[Pointing dataset excerpts]
┌────────
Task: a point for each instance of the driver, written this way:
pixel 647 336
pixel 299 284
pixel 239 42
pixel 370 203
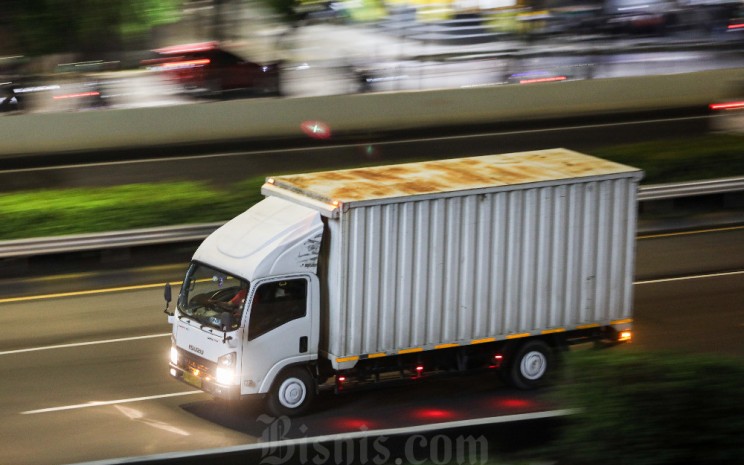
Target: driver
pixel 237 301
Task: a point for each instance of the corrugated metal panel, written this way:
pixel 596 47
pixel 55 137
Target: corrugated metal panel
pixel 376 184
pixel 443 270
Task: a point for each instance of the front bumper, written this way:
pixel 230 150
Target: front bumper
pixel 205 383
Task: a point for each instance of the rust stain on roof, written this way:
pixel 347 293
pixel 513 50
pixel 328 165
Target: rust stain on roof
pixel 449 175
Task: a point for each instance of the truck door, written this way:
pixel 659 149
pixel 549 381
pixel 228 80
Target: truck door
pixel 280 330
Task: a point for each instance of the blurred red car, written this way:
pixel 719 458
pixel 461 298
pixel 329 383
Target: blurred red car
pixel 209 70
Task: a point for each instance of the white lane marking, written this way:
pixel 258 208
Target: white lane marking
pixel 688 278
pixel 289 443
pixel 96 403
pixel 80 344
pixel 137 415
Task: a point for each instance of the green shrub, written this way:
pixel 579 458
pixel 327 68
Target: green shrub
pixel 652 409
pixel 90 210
└────────
┌────────
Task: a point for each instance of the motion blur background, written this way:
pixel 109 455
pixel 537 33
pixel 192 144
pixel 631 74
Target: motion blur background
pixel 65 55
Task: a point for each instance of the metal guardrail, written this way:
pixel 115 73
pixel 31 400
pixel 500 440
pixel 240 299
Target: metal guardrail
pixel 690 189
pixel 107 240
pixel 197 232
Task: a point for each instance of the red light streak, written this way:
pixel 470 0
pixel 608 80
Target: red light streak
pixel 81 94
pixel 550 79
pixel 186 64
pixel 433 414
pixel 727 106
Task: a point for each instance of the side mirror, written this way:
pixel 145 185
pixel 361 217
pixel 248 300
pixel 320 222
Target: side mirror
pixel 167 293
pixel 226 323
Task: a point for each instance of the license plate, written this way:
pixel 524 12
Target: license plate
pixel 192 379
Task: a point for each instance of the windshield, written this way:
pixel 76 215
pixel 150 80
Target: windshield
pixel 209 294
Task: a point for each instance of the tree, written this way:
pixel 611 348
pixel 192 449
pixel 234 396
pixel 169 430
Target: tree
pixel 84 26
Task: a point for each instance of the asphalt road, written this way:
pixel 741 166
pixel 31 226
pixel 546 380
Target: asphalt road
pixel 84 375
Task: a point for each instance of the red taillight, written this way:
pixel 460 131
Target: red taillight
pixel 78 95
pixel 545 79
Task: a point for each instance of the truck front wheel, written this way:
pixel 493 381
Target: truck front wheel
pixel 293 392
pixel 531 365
└────────
Echo back the lines of the listing between the line holding "Task: a point for each instance of the red taillight, written" and the line holding "pixel 531 365", inclusive.

_RESULT OF THIS EXERCISE_
Task: a point for each instance of the red taillight, written this way:
pixel 460 131
Target: red taillight
pixel 78 95
pixel 545 79
Task: a point for each instance of the truck front wheel, written this way:
pixel 493 381
Target: truck front wheel
pixel 293 392
pixel 531 365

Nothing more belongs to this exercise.